- [Assigned task]: Please quote the post on academic SFF below from "100-200 level—Introductory Texts" up to and including "wit and snarkiness).".

- [Excerpted text]:
-- Opening Marker --

Academic SFF

So, over at, this interesting discussion by Michael Underwood of proper levels of SFF for literature courses — from introductory texts at the 100-200 level up to graduate texts at the 600-700 level.

100-200 level—Introductory Texts

These include survey works, which presume zero previous knowledge of a genre. These works serve to introduce common tropes (fantasy = feudal kingdoms, farmboy heroes, brave knights, wise old wizards, etc), story structures (the prophesied hero must take the McGuffin to the Place), and tones (epic fantasy’s elevated tone and archaic dialogue, urban fantasy’s wry wit and snarkiness).

300-400 level—Core Genre Texts

Texts at this level delve deeply into one or more specific elements of the genre (a more sophisticated magic system, intricate sociological speculation based on a new technology, etc.), expecting the reader to have a solid grounding in order to get the most out of the text’s deep exploration of its topic. They’re the kind of everyday texts an experienced reader of the genre might get excited about, that investigate cool elements of a genre, bringing new ideas to them, without necessarily seeking to operate on a mind-blowing or genre-redefining level.

500-700-level—Graduate-level Texts

These books are capstone works that seek to challenge the fundamental assumptions of their genre. They’re master classes of technique and conceptual ambition, or calls to arms for a revolution in the genre. They tend to be very rare, and have a smaller readership when compared to the introductory texts.

I haven’t read all of Underwood’s suggestions for books at any of these levels, but that’s okay because I thought I would propose my own set. I’m sure everybody will have their own ideas!

-- Closing Marker --

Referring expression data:

-- Opening Marker --

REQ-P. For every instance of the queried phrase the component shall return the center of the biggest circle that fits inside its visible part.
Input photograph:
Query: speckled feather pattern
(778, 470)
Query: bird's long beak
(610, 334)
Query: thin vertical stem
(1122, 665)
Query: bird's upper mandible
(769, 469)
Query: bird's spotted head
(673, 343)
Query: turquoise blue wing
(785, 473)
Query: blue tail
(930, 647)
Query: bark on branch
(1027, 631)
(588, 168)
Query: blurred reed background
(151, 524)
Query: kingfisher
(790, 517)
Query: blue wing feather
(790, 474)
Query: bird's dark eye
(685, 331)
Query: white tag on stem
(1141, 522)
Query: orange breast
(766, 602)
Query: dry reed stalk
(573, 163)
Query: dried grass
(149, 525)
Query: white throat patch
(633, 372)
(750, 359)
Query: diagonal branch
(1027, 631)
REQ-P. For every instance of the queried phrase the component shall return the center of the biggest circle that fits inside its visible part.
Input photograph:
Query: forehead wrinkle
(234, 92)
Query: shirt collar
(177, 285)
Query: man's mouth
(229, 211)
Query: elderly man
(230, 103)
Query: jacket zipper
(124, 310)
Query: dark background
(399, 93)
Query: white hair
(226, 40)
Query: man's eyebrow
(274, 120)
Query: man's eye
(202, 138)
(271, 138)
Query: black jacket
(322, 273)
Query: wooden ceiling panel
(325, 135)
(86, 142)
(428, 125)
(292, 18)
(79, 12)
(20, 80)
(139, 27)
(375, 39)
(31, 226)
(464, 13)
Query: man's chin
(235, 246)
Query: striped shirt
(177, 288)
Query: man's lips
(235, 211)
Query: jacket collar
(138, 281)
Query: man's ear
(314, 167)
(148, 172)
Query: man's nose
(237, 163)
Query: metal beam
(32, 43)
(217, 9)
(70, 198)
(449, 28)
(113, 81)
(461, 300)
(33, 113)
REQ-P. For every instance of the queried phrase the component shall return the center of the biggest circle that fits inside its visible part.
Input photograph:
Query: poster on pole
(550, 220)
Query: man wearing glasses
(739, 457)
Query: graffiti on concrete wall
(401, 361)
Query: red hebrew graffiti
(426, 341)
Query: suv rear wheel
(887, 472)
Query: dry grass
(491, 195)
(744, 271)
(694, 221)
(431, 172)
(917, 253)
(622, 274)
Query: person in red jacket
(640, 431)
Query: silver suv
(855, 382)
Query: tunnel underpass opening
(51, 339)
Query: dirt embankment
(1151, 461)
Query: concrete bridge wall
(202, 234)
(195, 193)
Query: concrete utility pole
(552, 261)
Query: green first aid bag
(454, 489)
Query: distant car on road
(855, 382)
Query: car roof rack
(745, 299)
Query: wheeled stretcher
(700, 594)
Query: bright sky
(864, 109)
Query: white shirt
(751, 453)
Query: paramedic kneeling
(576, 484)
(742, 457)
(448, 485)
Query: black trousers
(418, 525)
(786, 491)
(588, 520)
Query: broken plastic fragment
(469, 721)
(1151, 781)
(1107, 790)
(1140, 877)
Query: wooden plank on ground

-- Closing Marker --

- [Reply to the task]:
100-200 level—Introductory Texts

These include survey works, which presume zero previous knowledge of a genre. These works serve to introduce common tropes (fantasy = feudal kingdoms, farmboy heroes, brave knights, wise old wizards, etc), story structures (the prophesied hero must take the McGuffin to the Place), and tones (epic fantasy’s elevated tone and archaic dialogue, urban fantasy’s wry wit and snarkiness).